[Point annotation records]
--------------------

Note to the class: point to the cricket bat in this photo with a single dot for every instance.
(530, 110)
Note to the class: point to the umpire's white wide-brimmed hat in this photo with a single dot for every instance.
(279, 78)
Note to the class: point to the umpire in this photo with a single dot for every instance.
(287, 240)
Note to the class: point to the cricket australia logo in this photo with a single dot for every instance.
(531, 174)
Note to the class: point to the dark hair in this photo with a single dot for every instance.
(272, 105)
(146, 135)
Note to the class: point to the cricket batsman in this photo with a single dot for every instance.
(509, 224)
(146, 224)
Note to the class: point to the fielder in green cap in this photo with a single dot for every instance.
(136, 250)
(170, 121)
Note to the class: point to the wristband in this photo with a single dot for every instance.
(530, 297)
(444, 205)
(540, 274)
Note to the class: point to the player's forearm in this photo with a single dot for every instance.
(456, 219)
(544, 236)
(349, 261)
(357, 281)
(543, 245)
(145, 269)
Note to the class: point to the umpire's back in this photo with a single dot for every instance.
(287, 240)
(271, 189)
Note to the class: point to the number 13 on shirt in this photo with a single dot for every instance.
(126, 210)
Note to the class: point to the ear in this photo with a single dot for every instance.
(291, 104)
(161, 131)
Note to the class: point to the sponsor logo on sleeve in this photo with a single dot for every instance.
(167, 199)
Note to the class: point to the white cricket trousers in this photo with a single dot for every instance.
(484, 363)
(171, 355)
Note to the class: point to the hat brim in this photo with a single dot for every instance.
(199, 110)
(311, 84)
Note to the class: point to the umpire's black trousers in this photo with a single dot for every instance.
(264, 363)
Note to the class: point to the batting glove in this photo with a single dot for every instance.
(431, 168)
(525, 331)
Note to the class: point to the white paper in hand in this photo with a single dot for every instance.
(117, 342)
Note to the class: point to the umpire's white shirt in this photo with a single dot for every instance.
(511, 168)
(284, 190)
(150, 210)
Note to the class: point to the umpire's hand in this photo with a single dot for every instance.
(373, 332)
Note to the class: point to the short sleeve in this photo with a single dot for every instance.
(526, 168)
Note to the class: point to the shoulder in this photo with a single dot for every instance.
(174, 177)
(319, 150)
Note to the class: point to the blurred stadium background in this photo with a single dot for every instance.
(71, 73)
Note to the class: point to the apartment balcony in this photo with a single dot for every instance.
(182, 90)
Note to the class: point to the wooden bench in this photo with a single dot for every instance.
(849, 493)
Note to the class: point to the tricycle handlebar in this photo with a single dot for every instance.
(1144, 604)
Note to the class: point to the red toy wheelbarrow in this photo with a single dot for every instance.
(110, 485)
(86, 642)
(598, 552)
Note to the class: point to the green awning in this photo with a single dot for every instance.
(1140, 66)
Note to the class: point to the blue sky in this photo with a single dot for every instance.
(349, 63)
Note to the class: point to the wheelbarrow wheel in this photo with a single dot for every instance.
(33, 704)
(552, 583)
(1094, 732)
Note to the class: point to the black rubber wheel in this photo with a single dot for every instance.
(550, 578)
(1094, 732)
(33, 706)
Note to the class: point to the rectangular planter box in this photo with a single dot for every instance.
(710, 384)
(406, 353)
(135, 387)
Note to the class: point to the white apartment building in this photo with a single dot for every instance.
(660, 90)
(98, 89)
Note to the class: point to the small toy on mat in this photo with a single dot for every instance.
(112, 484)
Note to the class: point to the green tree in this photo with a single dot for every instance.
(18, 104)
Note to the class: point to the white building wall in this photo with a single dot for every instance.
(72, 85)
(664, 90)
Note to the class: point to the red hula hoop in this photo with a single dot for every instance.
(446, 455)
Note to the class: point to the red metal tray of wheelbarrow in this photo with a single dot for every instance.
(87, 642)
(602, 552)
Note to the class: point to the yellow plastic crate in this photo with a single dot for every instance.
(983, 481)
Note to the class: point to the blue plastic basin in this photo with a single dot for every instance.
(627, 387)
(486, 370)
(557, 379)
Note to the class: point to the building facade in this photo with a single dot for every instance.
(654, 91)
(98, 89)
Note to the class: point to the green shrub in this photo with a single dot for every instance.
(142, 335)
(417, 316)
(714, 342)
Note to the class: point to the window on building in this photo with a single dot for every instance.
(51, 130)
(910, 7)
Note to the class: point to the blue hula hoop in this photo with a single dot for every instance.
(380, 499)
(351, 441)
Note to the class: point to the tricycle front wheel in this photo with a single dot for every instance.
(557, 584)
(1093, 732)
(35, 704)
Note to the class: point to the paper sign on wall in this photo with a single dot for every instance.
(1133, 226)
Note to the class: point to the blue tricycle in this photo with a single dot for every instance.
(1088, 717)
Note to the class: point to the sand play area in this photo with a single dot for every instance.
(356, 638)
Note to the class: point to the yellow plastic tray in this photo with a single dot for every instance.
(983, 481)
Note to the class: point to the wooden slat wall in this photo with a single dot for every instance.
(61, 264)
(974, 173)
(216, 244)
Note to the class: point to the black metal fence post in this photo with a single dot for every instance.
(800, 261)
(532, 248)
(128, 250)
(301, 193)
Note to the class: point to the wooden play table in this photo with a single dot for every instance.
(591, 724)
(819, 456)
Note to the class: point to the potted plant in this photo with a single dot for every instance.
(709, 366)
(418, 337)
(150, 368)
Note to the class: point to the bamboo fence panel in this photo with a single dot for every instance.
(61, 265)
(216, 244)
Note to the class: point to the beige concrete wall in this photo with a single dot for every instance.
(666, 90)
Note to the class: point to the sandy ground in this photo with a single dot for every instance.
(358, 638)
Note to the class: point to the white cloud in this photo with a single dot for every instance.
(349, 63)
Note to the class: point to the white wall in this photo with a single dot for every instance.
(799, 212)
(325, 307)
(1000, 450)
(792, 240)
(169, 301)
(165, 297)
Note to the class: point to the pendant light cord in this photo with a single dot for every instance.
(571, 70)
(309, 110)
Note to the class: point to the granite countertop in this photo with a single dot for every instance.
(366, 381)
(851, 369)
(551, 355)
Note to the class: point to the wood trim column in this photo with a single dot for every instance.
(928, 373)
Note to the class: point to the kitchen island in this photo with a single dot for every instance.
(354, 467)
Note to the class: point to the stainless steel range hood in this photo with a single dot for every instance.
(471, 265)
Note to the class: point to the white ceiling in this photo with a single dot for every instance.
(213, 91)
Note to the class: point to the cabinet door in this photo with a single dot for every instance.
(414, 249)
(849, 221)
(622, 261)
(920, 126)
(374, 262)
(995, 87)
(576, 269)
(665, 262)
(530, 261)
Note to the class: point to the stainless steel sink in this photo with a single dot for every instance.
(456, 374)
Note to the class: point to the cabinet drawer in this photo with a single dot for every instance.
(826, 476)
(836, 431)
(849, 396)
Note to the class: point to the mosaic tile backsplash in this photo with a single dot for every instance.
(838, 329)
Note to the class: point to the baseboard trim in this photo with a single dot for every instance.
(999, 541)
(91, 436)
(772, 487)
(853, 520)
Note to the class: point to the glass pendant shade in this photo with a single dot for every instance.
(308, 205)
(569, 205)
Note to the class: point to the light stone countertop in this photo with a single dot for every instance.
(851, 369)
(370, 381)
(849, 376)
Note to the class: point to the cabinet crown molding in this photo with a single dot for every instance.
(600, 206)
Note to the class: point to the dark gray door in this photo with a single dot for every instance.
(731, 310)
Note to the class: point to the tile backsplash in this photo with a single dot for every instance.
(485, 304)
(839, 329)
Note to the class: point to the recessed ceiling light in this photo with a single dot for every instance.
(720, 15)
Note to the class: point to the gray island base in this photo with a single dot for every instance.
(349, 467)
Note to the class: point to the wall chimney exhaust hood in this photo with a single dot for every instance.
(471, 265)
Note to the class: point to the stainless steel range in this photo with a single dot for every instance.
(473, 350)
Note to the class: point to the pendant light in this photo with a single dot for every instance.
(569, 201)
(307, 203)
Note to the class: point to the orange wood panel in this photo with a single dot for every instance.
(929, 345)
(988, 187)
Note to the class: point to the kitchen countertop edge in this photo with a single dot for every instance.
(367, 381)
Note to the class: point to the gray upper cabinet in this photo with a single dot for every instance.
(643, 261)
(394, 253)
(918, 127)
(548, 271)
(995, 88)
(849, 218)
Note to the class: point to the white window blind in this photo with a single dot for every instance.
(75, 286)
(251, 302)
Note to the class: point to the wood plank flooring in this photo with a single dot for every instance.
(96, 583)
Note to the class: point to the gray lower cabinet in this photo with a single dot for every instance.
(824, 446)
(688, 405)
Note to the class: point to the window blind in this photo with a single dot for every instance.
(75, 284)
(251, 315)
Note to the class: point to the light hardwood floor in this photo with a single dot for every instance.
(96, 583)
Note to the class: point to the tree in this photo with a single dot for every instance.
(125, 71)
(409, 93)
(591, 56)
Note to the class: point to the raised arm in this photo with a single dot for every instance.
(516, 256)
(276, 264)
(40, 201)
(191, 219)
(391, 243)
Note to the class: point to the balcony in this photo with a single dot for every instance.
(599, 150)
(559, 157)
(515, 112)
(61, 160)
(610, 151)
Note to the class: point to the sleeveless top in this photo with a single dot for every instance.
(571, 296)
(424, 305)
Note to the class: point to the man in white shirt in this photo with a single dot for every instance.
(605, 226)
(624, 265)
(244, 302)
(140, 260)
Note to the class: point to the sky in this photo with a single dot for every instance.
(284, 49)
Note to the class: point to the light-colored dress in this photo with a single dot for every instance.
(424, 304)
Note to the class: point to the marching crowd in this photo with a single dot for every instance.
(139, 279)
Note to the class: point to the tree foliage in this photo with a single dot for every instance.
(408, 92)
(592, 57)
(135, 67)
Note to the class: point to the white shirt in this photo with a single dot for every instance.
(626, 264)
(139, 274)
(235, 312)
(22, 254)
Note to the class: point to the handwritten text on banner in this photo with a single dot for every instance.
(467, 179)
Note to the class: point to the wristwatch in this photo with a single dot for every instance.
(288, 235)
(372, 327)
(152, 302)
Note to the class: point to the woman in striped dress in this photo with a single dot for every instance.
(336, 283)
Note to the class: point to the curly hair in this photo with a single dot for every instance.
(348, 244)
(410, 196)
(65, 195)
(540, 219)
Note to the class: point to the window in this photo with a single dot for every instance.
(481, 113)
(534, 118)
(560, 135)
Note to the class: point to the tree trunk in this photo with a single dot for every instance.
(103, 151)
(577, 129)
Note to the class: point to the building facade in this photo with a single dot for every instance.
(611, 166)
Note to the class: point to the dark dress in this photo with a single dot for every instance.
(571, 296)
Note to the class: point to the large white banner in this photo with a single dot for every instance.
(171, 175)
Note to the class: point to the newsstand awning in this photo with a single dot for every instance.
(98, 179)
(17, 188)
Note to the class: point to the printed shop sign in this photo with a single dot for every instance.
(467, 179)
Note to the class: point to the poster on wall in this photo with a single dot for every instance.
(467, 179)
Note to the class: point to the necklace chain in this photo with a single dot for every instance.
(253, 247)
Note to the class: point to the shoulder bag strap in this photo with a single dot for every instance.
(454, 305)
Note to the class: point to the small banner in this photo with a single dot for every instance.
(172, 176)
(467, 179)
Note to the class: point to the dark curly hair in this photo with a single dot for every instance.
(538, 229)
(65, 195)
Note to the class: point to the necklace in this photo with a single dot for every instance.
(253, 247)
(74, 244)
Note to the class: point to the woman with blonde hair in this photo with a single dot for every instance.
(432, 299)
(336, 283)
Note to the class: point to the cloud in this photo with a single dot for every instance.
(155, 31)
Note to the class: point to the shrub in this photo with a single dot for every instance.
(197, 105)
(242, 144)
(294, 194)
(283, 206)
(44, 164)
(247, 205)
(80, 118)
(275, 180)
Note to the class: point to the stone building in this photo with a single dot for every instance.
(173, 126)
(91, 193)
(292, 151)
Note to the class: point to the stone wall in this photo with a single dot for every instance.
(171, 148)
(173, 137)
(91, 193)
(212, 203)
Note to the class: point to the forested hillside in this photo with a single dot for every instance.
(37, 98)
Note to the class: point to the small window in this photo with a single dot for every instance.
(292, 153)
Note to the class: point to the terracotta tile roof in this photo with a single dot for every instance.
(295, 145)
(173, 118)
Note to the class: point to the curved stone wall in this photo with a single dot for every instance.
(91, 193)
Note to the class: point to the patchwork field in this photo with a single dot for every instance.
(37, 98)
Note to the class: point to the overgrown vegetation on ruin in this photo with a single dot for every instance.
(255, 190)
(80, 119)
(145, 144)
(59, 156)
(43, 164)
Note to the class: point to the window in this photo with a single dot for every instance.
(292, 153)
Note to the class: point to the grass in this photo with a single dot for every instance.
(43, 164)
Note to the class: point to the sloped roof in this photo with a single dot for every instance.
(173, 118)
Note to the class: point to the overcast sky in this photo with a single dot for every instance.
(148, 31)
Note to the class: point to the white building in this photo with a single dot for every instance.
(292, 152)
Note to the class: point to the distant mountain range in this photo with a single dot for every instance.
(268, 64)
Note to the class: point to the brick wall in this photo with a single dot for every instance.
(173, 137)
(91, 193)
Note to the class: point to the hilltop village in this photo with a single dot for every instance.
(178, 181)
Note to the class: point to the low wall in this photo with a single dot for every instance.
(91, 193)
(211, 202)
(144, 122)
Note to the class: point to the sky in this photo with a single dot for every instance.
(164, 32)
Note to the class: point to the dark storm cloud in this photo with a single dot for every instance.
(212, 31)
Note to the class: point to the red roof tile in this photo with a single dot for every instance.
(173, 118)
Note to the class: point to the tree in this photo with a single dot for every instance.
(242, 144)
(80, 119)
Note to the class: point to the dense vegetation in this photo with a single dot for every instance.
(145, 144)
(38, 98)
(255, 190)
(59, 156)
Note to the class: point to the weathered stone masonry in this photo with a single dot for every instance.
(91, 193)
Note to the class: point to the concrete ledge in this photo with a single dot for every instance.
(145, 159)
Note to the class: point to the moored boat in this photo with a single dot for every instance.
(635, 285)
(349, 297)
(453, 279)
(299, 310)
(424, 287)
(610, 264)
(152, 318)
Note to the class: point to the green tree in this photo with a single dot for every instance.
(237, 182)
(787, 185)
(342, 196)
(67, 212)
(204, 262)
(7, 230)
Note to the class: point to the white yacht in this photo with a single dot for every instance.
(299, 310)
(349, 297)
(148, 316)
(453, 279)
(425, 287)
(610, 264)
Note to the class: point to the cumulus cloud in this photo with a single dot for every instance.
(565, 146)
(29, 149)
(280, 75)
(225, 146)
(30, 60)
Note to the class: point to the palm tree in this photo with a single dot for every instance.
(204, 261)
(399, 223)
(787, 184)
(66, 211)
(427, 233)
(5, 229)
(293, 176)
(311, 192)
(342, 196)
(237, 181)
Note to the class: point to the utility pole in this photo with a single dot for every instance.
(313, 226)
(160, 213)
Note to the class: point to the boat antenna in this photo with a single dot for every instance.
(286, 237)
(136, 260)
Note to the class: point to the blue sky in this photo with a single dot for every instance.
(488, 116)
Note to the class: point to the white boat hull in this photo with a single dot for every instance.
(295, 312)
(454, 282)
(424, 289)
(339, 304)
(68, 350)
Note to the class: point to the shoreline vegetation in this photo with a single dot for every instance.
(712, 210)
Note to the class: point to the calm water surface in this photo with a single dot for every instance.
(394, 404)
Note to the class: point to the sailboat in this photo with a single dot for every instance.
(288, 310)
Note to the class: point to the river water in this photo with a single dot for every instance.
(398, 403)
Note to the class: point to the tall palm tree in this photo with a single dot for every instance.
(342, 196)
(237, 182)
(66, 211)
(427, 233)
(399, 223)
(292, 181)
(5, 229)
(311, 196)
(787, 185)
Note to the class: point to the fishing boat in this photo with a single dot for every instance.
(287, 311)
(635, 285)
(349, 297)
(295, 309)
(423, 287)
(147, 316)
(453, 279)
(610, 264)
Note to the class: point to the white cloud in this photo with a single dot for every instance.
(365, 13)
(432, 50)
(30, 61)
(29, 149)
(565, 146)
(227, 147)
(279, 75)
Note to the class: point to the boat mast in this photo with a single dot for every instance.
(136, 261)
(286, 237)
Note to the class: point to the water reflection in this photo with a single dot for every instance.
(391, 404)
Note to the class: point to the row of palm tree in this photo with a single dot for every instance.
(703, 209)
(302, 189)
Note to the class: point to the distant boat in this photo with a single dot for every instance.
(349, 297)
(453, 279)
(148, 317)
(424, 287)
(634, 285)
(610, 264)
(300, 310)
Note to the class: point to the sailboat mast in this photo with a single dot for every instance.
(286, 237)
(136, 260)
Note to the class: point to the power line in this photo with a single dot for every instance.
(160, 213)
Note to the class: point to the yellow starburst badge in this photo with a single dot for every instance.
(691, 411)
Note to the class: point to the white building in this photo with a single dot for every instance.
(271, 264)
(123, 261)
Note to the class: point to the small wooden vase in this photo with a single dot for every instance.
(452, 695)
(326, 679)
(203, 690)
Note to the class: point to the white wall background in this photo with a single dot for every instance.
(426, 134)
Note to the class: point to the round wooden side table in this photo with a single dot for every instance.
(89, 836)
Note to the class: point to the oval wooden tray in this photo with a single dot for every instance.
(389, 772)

--------------------

The lines to reproduce run from the line containing "Note to the class: point to the distant boat" to the end of the listing; write them out exactly and add nothing.

• Finished task:
Note to the class: point to the distant boat in this photo with a single dot for every instance.
(349, 297)
(453, 279)
(148, 317)
(424, 287)
(634, 285)
(610, 264)
(300, 310)
Note to the class: point to the sailboat mast in this photo with a single dot for every instance.
(286, 237)
(136, 260)
Note to the class: point to the power line in this photo with a single dot for every instance.
(160, 213)
Note to the class: point to the yellow starburst badge in this photo with a single dot for every instance.
(691, 411)
Note to the class: point to the white building in this photo with a single dot for every instance.
(271, 264)
(123, 261)
Note to the class: point to the small wooden vase in this photo with a single dot for every instance.
(452, 695)
(326, 679)
(203, 690)
Note to the class: point to the white wall background in this photo with a single dot for every instance.
(426, 134)
Note to the class: point to the round wooden side table in this photo with a single dot for every instance.
(89, 836)
Note to the class: point to the oval wooden tray in this photo with a single dot for every instance.
(389, 772)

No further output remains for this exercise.